──────── Quoted passage

Hush, listen to wonders of life

Hush, listen to wonders of life

In my school perched on a northern India hilltop, the wind at night rushed furiously through the trees and sounded to me like a fleeing cavalry of galloping ghosts.

I remember this. I remember reading to the percussive sound of a monsoon rain, the unkind swish of a teacher's cane, the clinking cans which were the milkman's xylophone, the beseeching caller from a distant mosque.

Even as we grow older, the music of our youth never dims. Sound, after all, is essential to our personal histories, as if we are connected by a string of strange notes to another time and forgotten places. As children, our ears seemed as open as our minds, but as busy adults caught in a cacophonic planet, we have forgotten how to listen.

People wail online and harangue on Twitter and righteous opinion is hurled at us like tossed confetti. The television debate is often a poor version of the Gunfight at the OK Corral where angry rhetoric is fired from predictable positions. There is a lot of telling, but not much listening.

A wise fellow given to clever anagrams once shuffled the letters in "listen" and came up with "silent". Sometimes, to do one requires an embrace of the other. To listen is to open up my world to receive from yours, it suggests I can be enriched by what you say, it means I must suspend my belief that I know it all and empty myself of preconceptions. Listening is a quiet and lost humility.

I had no idea till last week who Zeno of Citum was - a Greek thinker, who else - but he wrote: "We have two ears and one mouth, so we should listen more than we say." It is simple mathematics that Anton Casey might have applied. If he had read aloud his puerile Facebook posts, the words percolating within, their implication digested, he might have deleted them and stayed happily anonymous.

Casey didn't listen to himself or his prejudices, neither did some members of the online mob who flayed him. Few of us do these days, despite growing up to Simon and Garfunkel's 1965 warning about "People hearing without listening".

On the Net, irate comments to articles often have no connection to the topic at hand, just wild rants about imagined slights. Already amidst the tragedy of a missing plane there is irrelevant innuendo about meteors, aliens and Bermuda triangles. Who knew the human race needed so badly to be heard?

────────────────

Instructions:
• a. Repeat the passage of the essay on listening from "In my school" to "a distant mosque.", word for word.
• b. Reproduce, without any change, the lines of the listing from the line with "# test: pin the child" to the line with "point(265, 832)", including both of those lines.
The listing that follows the essay on listening has no connection to it.

──────── Data in this exercise

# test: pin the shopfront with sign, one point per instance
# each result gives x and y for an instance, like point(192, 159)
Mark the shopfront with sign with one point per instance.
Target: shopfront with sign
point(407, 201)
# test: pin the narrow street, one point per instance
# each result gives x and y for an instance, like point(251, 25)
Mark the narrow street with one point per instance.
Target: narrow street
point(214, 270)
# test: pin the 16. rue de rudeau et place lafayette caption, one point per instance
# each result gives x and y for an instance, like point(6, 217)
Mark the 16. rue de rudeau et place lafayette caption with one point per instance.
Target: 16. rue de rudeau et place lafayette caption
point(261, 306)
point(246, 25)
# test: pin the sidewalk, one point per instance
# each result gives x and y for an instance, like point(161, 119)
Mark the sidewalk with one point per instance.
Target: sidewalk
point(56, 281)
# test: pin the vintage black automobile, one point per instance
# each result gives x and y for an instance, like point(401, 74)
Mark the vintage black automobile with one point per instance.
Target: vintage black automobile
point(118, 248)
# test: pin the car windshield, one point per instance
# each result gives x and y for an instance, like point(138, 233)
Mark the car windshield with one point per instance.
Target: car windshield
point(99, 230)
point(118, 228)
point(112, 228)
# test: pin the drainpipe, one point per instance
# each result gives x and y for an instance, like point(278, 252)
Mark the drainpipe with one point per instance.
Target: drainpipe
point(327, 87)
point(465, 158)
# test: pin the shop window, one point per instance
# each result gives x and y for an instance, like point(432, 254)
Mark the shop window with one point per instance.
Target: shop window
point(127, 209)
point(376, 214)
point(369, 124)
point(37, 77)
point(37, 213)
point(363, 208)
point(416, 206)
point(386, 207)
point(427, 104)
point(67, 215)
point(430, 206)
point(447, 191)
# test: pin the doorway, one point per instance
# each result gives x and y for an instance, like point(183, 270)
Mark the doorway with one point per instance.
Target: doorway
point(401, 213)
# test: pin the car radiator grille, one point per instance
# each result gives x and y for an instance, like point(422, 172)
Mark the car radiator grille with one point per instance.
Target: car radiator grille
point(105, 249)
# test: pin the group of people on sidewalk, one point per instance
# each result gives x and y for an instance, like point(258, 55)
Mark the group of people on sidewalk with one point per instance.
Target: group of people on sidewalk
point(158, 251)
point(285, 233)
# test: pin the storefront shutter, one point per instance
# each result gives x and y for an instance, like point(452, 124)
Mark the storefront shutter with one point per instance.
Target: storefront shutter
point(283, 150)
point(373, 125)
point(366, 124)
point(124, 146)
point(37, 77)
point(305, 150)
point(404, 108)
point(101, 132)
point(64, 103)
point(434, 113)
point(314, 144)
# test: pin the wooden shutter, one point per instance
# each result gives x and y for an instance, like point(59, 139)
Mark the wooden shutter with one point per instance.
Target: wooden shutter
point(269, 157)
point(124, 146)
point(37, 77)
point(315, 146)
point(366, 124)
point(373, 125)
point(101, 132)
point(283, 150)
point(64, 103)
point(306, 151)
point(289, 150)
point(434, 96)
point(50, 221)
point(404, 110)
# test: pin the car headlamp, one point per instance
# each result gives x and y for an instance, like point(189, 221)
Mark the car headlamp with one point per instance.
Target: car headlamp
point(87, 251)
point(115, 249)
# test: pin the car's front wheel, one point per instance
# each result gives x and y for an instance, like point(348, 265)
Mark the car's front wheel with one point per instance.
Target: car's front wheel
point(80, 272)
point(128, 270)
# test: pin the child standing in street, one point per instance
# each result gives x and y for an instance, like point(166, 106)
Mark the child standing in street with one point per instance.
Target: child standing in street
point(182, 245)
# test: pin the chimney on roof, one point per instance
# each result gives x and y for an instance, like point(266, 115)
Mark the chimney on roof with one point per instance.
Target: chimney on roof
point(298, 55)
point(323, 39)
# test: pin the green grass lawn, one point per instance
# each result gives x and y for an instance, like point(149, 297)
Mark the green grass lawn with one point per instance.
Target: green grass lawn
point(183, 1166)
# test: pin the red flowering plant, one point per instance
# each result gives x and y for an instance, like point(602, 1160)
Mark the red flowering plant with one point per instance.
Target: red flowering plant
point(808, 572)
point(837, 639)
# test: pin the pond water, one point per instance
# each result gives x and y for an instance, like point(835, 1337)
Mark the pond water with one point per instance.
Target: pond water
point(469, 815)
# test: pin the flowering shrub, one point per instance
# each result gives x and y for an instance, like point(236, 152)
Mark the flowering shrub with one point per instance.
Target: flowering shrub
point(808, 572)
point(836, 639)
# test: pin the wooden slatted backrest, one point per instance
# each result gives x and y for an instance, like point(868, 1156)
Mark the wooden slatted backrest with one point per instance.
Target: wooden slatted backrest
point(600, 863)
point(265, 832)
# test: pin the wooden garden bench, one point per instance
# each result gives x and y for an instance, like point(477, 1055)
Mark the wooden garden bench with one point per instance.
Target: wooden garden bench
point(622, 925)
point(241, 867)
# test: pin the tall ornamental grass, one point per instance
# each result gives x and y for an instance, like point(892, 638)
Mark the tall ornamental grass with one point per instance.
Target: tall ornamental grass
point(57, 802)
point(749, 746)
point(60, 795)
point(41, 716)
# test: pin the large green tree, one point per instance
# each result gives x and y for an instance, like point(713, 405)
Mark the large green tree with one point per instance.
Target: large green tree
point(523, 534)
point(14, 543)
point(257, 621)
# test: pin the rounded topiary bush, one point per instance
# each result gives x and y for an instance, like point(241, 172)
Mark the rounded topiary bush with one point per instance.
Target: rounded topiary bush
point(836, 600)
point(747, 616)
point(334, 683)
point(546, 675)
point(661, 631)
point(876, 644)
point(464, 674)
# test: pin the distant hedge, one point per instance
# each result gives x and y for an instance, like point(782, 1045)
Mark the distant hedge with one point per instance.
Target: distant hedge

────────────────

Exercise responses:
• a.
In my school perched on a northern India hilltop, the wind at night rushed furiously through the trees and sounded to me like a fleeing cavalry of galloping ghosts.

I remember this. I remember reading to the percussive sound of a monsoon rain, the unkind swish of a teacher's cane, the clinking cans which were the milkman's xylophone, the beseeching caller from a distant mosque.

• b.
# test: pin the child standing in street, one point per instance
# each result gives x and y for an instance, like point(166, 106)
Mark the child standing in street with one point per instance.
Target: child standing in street
point(182, 245)
# test: pin the chimney on roof, one point per instance
# each result gives x and y for an instance, like point(266, 115)
Mark the chimney on roof with one point per instance.
Target: chimney on roof
point(298, 55)
point(323, 39)
# test: pin the green grass lawn, one point per instance
# each result gives x and y for an instance, like point(149, 297)
Mark the green grass lawn with one point per instance.
Target: green grass lawn
point(183, 1166)
# test: pin the red flowering plant, one point per instance
# each result gives x and y for an instance, like point(602, 1160)
Mark the red flowering plant with one point per instance.
Target: red flowering plant
point(808, 572)
point(837, 639)
# test: pin the pond water, one point per instance
# each result gives x and y for an instance, like point(835, 1337)
Mark the pond water with one point per instance.
Target: pond water
point(469, 815)
# test: pin the flowering shrub, one point per instance
# each result gives x and y for an instance, like point(236, 152)
Mark the flowering shrub with one point per instance.
Target: flowering shrub
point(808, 572)
point(836, 639)
# test: pin the wooden slatted backrest, one point per instance
# each result gives x and y for an instance, like point(868, 1156)
Mark the wooden slatted backrest with one point per instance.
Target: wooden slatted backrest
point(600, 863)
point(265, 832)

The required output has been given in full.